» Short task 1:
According to the notebook on loading the CNN/DailyMail dataset, how many rows does the validation split contain?

# start of Provided passage

In [None]:
%pip install torch numpy transformers datasets huggingface

### Importing the Required libraries

Hugginface key is required 

[Huggingface](https://huggingface.co/)

use the link to signup and create a api key free of cost


In [None]:
from huggingface_hub import login
import torch
from transformers import BartForConditionalGeneration, BartTokenizer,BertTokenizer,BertModel
from datasets import load_dataset
huggingfacekey = "hugging-face api key"
login(token=huggingfacekey)

The token has not been saved to the git credentials helper. Pass `add_to_git_credential=True` in this function directly or `--add-to-git-credential` if using via `huggingface-cli` if you want to set the git credential as well.
Token is valid (permission: fineGrained).
Your token has been saved to /root/.cache/huggingface/token
Login successful


## Random Index Generation and Dataset Loading Example

### Random Index Generation:
    - Uses np.random.randint() to generate random integers.
    - Generates n = 10 random integers between 0 and 30000.
### CNN/DailyMail Dataset:
    - Loaded using load_dataset("cnn_dailymail", "3.0.0").
    - Contains articles and summaries used for NLP tasks such as summarization.


In [None]:
import numpy as np
n = 10
randindex = np.random.randint(30000,size=10)
print(randindex)
dataset = load_dataset("cnn_dailymail", "3.0.0")
print(dataset)

DatasetDict({
    train: Dataset({
        features: ['article', 'highlights', 'id'],
        num_rows: 287113
    })
    validation: Dataset({
        features: ['article', 'highlights', 'id'],
        num_rows: 13368
    })

# end of Provided passage

» Short task 2:
Count the lines in the listing that contain the string "handle". Reply with the number only.

# start of Supplied material

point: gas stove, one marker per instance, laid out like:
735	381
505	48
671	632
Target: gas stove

# end of Supplied material
# start of Supplied material

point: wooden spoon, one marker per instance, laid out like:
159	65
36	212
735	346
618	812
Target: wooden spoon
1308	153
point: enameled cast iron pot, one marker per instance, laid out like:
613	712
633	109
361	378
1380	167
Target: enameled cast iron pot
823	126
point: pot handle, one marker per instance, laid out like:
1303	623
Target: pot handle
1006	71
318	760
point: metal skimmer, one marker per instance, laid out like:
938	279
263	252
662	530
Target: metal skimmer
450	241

# end of Supplied material

» Task result 1:
13368

» Task result 2:
2